WHAT YOU NEED TO DO
Sift through the records below and copy each line that contains the string "this".

Pointing dataset records:
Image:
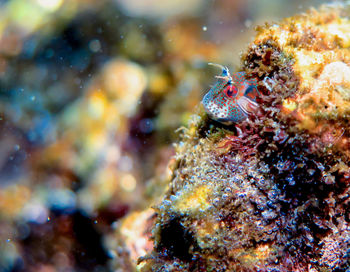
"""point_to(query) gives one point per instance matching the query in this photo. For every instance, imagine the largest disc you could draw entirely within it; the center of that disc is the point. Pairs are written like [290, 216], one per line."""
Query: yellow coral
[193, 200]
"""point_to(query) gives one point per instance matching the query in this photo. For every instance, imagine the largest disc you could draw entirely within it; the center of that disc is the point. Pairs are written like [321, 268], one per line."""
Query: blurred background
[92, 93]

--

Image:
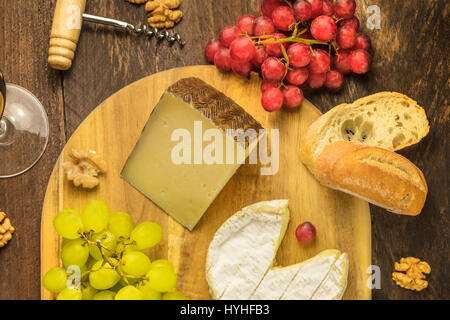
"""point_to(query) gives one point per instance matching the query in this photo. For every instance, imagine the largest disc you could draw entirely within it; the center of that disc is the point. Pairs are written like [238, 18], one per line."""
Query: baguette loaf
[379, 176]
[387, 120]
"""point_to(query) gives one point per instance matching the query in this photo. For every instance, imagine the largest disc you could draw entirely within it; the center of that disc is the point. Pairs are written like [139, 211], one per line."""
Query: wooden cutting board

--

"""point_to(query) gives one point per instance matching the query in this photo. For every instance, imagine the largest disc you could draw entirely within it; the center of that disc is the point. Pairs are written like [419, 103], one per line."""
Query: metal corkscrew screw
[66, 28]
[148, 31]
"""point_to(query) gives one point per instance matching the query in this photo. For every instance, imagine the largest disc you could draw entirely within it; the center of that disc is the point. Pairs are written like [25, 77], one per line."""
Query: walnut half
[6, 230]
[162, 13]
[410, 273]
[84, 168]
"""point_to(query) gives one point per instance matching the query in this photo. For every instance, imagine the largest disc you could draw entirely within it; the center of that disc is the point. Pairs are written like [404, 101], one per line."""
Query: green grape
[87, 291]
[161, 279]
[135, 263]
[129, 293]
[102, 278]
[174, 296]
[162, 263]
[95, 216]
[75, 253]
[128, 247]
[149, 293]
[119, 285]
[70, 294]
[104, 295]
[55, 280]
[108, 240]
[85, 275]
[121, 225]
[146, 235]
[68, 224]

SOLVED PROBLEM
"""point_to(query) gives one point per instance matching the query in this photo. For every instance, imagine the largest disc you could draw entirely within it; the center of that disc is the point. Pairs are written like [290, 216], one per line."""
"""point_to(query) gives one point per instance matching the query in this photo. For every instance, imagine the largest disc you could draw entirely within it; the center of that disc is the point. Pairs are written like [321, 268], one per line."""
"""point_to(query) gives one point per instance matching the query in this photo. For every instance, imagine the largest disc you could draw entirely within it; the center of that disc is the point. Pairs are written like [238, 18], one per line."""
"""point_to(query) gives one point per instance matching the query in this photo. For every instance, imagine the largest disc you could draw entirely within it; the center of that disc is the point. Pairs are written like [139, 211], one per line."""
"""point_to(query) gives one point per instance matching the query in this photo. For every instance, imagine the largest disc you could draw entirely within it; the center of that disc is the point. Pairs are written like [419, 103], one per line."""
"""point_to(query) gives one point per instance matching the query in this photo. For every instance, imagine the largest disc you could draw entirely within it; the center of that disc is the point. Pairs are written like [25, 77], one per line."""
"""point_to(query) gives one point per instance matching the query in this photo. For every instance, imagine the largest disc you could draw entirely within it; the center of that disc is the point. Pairs are written like [404, 101], one per line."""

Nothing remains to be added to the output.